● Directions for this task: Below are several records. Retype exactly those lines running from the one with "Task: point to each instance of the shade" through the one with "Task: point to each instance of the large", end lines included, and no others.

━━━━━━━━

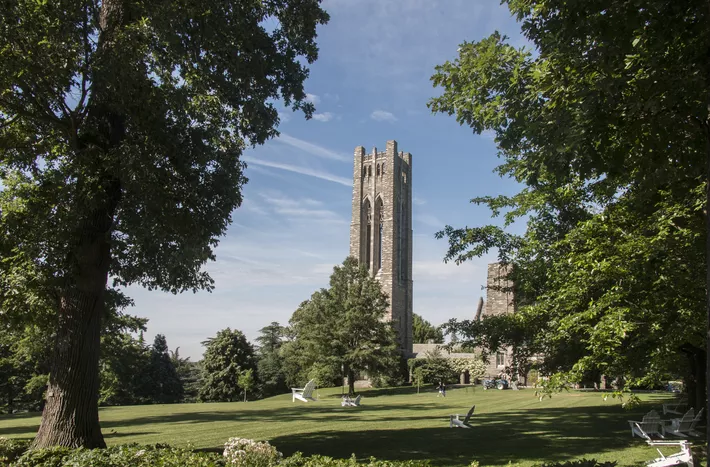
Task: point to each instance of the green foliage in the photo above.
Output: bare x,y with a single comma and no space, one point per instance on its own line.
423,332
190,374
122,125
270,364
342,329
476,367
418,377
242,452
299,460
11,449
606,126
165,382
579,463
24,365
435,368
226,357
325,374
246,381
116,456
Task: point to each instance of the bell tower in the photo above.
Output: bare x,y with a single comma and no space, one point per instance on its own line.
381,228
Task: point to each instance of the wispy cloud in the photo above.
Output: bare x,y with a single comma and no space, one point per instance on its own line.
299,170
429,220
383,116
296,209
324,117
311,148
284,117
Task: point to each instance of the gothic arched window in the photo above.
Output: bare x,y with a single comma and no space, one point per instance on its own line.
380,231
368,231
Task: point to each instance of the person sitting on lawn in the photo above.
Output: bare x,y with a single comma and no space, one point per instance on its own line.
442,389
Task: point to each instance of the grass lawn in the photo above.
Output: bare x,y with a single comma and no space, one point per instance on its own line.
509,426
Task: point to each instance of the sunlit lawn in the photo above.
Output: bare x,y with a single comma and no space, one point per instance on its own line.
509,426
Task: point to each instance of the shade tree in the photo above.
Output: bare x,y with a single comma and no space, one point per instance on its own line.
607,127
121,126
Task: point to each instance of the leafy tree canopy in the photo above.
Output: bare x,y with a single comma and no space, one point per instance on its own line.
343,326
121,127
424,332
227,356
607,127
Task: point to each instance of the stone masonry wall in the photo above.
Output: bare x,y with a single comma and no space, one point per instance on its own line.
500,299
382,193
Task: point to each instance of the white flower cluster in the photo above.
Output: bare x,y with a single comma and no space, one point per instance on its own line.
244,452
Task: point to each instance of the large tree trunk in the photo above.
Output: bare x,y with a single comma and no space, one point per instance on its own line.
707,260
351,382
71,415
696,382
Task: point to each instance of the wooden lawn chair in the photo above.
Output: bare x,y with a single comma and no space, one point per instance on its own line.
305,393
649,425
456,422
685,426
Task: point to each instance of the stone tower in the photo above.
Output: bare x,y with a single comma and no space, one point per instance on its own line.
500,298
381,228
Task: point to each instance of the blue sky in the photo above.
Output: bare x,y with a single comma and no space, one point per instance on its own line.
370,84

━━━━━━━━

● Answer to the exercise:
Task: point to each instance of the shade tree in the photo above.
Output: bare x,y with a single comma and no space, one point per instance on its own line.
607,127
121,126
Task: point to each instance of the leafy tree canopy in the photo above.
Output: bare x,y with a single comma and no space, one point per instance on its own line.
343,326
121,127
424,332
227,356
607,127
Task: point to each instance of the stone masonry wall in the photo above.
Output: bare x,y with a single comma and no space, one point per instance on its own line.
500,299
382,193
Task: point to each instance of the white flower cluster in the photo above.
Output: bare x,y with a single comma and no space, one point per instance on its own line.
244,452
Task: point to each instance of the large tree trunk in the photo above.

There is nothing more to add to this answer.